***** Working data

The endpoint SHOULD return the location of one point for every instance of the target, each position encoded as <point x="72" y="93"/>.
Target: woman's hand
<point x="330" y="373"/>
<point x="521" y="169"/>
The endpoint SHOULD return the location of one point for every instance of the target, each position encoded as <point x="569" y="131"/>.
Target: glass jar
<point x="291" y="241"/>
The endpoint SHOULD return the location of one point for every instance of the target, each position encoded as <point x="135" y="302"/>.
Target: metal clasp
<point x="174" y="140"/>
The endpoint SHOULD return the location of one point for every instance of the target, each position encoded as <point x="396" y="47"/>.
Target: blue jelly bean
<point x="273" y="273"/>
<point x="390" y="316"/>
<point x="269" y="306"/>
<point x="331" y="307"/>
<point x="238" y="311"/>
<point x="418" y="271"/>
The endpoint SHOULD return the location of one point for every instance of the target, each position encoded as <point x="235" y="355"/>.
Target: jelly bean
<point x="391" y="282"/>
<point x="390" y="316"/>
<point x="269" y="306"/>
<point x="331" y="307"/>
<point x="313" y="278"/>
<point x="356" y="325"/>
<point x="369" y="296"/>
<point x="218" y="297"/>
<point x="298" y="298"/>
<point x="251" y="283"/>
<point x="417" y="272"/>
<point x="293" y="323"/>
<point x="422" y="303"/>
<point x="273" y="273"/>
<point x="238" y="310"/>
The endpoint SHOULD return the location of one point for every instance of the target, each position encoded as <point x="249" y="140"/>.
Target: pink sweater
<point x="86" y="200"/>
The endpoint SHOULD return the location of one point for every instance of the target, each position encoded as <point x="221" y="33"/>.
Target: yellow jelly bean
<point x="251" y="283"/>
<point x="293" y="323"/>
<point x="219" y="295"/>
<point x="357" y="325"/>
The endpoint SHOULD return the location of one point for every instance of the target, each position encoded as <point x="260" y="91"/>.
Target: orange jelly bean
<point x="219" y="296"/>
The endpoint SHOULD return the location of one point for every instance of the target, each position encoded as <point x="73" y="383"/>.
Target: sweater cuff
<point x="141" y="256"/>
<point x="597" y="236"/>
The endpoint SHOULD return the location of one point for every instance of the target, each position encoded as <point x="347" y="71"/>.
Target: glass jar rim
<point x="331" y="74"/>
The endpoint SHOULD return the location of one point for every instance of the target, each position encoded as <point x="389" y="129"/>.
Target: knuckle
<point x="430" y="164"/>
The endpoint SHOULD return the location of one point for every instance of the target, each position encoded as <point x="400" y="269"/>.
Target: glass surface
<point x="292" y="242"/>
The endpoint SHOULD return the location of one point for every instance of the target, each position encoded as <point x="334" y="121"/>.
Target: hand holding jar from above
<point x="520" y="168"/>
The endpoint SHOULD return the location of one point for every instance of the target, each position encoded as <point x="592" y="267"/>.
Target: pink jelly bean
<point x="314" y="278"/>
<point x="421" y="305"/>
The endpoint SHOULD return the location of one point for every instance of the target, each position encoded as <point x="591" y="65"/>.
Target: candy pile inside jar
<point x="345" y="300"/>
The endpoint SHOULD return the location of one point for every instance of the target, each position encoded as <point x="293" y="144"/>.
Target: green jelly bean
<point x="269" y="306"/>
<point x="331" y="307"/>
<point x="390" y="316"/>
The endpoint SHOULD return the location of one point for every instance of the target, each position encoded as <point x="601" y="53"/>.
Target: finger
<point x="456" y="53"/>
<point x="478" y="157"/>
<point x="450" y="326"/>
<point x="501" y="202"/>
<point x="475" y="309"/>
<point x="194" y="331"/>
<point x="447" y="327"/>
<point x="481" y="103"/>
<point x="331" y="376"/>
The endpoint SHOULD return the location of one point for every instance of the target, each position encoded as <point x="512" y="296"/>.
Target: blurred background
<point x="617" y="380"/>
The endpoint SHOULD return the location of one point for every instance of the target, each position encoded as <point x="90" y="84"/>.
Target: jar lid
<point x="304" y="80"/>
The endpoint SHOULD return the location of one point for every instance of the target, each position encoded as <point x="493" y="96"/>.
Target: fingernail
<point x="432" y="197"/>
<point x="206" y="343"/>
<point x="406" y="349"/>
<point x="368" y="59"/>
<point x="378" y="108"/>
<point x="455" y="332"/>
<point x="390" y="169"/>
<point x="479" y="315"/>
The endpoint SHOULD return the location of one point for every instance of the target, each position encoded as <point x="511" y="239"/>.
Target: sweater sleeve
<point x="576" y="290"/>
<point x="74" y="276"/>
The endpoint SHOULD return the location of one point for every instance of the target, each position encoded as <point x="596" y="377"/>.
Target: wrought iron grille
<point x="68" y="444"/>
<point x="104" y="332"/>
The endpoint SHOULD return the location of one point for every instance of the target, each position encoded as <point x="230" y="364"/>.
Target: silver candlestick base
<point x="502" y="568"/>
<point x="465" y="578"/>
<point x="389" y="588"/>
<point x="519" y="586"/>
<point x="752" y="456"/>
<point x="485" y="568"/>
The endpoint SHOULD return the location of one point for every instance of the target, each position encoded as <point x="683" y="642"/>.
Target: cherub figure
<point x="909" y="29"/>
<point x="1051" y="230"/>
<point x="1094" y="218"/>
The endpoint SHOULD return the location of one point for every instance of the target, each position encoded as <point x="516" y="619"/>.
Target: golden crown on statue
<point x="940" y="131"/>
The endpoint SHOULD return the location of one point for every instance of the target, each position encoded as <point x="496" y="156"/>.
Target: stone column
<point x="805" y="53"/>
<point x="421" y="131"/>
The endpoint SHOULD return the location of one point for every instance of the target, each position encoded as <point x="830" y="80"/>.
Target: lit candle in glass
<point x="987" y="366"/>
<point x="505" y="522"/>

**********

▶ **Written task**
Retype the listing above in full, with no alterations.

▶ **Output below**
The endpoint SHOULD return the location of one point for every instance of the target, each position encoded as <point x="72" y="93"/>.
Target: woman's hand
<point x="330" y="373"/>
<point x="521" y="169"/>
The endpoint SHOULD return the location of one point for every instance of the target, each position encoded as <point x="569" y="131"/>.
Target: glass jar
<point x="291" y="241"/>
The endpoint SHOULD return the location of one point for every instance of the target, each position encoded as <point x="135" y="302"/>.
Target: metal clasp
<point x="174" y="140"/>
The endpoint SHOULD return the location of one point for every instance of the target, each position encoded as <point x="396" y="47"/>.
Target: blue jelly bean
<point x="273" y="273"/>
<point x="390" y="316"/>
<point x="269" y="306"/>
<point x="331" y="307"/>
<point x="238" y="311"/>
<point x="418" y="271"/>
The endpoint SHOULD return the location of one point for every instance of the target, each position encoded as <point x="235" y="355"/>.
Target: jelly bean
<point x="391" y="282"/>
<point x="390" y="316"/>
<point x="269" y="306"/>
<point x="331" y="307"/>
<point x="313" y="278"/>
<point x="356" y="325"/>
<point x="369" y="296"/>
<point x="218" y="297"/>
<point x="298" y="298"/>
<point x="251" y="283"/>
<point x="417" y="272"/>
<point x="293" y="323"/>
<point x="422" y="303"/>
<point x="273" y="273"/>
<point x="238" y="310"/>
The endpoint SHOULD return the location of one point for every instance of the target, each position encoded as <point x="249" y="140"/>.
Target: pink sweater
<point x="86" y="200"/>
The endpoint SHOULD return the location of one point for every instance of the target, each position encoded as <point x="221" y="33"/>.
Target: yellow jelly bean
<point x="251" y="283"/>
<point x="293" y="323"/>
<point x="219" y="295"/>
<point x="357" y="325"/>
The endpoint SHOULD return the location of one point for every instance of the target, each position encoded as <point x="260" y="91"/>.
Target: orange jelly bean
<point x="219" y="296"/>
The endpoint SHOULD return the location of one point for every instance of the target, each position encoded as <point x="73" y="383"/>.
Target: sweater cuff
<point x="141" y="256"/>
<point x="597" y="236"/>
The endpoint SHOULD return the location of one point for every instance of the target, each position encoded as <point x="347" y="71"/>.
Target: glass jar rim
<point x="331" y="74"/>
The endpoint SHOULD return the location of one point for every instance of the target, each position encoded as <point x="389" y="129"/>.
Target: knuckle
<point x="430" y="164"/>
The endpoint SHOULD return the location of one point for every instance of the target, each position encoded as <point x="400" y="269"/>.
Target: glass surface
<point x="292" y="242"/>
The endpoint SHOULD return the location of one point for every instance of the target, each position encoded as <point x="334" y="121"/>.
Target: hand holding jar from above
<point x="520" y="168"/>
The endpoint SHOULD return the location of one point for every instance of the target, each position encoded as <point x="592" y="267"/>.
Target: pink jelly bean
<point x="314" y="278"/>
<point x="421" y="305"/>
The endpoint SHOULD return the location of one point for every instance of the target, each position encoded as <point x="591" y="65"/>.
Target: candy pile inside jar
<point x="345" y="300"/>
The endpoint SHOULD return the location of one point for every instance of the target, each position encoded as <point x="293" y="144"/>.
Target: green jelly bean
<point x="269" y="306"/>
<point x="331" y="307"/>
<point x="390" y="316"/>
The endpoint SHOULD return the location of one point for every instance of the target, each position encoded as <point x="601" y="53"/>.
Target: finger
<point x="456" y="53"/>
<point x="478" y="157"/>
<point x="450" y="326"/>
<point x="501" y="202"/>
<point x="475" y="309"/>
<point x="194" y="331"/>
<point x="447" y="327"/>
<point x="481" y="103"/>
<point x="331" y="376"/>
The endpoint SHOULD return the location of one point for every instance of the target, each position encoded as <point x="512" y="296"/>.
Target: blurred background
<point x="617" y="380"/>
The endpoint SHOULD return the location of one point for every instance of the target, each position encoded as <point x="90" y="84"/>.
Target: jar lid
<point x="304" y="80"/>
The endpoint SHOULD return the location of one point for every instance of the target, each position encoded as <point x="493" y="96"/>.
Target: fingernail
<point x="432" y="197"/>
<point x="206" y="343"/>
<point x="406" y="349"/>
<point x="368" y="59"/>
<point x="378" y="108"/>
<point x="455" y="332"/>
<point x="390" y="169"/>
<point x="479" y="315"/>
The endpoint SHOULD return the location of one point for every instance of the target, each position encoded as <point x="511" y="239"/>.
Target: sweater sleeve
<point x="576" y="290"/>
<point x="74" y="276"/>
The endpoint SHOULD return the location of one point for every instance of the target, each position encoded as <point x="596" y="377"/>.
Target: wrought iron grille
<point x="68" y="444"/>
<point x="104" y="332"/>
The endpoint SHOULD return the location of one point for every instance of the target, each position encoded as <point x="230" y="364"/>.
Target: silver candlestick base
<point x="502" y="568"/>
<point x="465" y="578"/>
<point x="389" y="588"/>
<point x="519" y="586"/>
<point x="752" y="456"/>
<point x="485" y="568"/>
The endpoint SHOULD return the location of one point for every instance of the target, each position encoded as <point x="683" y="642"/>.
Target: cherub figure
<point x="909" y="29"/>
<point x="1051" y="230"/>
<point x="1094" y="218"/>
The endpoint SHOULD return the location of one point for every instance of the target, each position encoded as <point x="516" y="619"/>.
Target: golden crown on statue
<point x="940" y="131"/>
The endpoint SHOULD return the location of one point for every instance of the target, each position encoded as <point x="496" y="156"/>.
Target: stone column
<point x="805" y="53"/>
<point x="421" y="131"/>
The endpoint SHOULD return the location of one point for every instance of the target, each position encoded as <point x="830" y="80"/>.
Target: lit candle in glass
<point x="987" y="366"/>
<point x="505" y="522"/>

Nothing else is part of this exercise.